• **Instructions to follow**
Rewrite every item below with each occurrence of "record the pixel coordinates" changed to "list the pixel coordinates". Keep all other text the same.

• **Listing**
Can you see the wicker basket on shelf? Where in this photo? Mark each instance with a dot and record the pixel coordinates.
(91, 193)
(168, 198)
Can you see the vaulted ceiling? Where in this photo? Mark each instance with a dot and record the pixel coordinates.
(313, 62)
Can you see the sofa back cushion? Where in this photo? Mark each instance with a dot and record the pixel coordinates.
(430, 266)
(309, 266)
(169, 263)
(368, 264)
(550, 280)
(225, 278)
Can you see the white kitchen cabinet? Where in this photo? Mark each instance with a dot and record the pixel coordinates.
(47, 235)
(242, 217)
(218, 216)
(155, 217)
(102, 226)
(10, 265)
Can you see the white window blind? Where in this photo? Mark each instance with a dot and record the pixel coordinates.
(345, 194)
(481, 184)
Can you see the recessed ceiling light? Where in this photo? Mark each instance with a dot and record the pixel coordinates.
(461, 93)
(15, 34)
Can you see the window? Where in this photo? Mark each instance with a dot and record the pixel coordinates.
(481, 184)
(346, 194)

• **Response for this exercise**
Can you see the wicker basket on shelf? Where in this photo? Mark each instance with a dot and list the pixel coordinates.
(91, 193)
(168, 198)
Can you see the vaulted ceiling? Where in this photo? Mark each instance with a dot and list the pixel coordinates.
(313, 62)
Can you see the sofa back cushion? Where in this photo? Mark each instance with a dot and list the pixel coordinates.
(430, 266)
(309, 266)
(169, 263)
(368, 264)
(550, 280)
(225, 278)
Can you see the white kitchen cabinet? Where in this photo? Mark each instance with a dot and list the pixel coordinates.
(47, 235)
(242, 217)
(218, 216)
(155, 217)
(102, 226)
(10, 265)
Can you see the white window blind? Where in this photo? Mark each instance with a dot and list the pixel coordinates.
(345, 194)
(481, 184)
Can you see the recessed ceiling light? Where in this photo? Mark each instance with a dot and list the pixel coordinates.
(461, 93)
(15, 34)
Can you see the window? Where in this photo? Mark each instance with a dot and list the pixel coordinates.
(481, 184)
(346, 194)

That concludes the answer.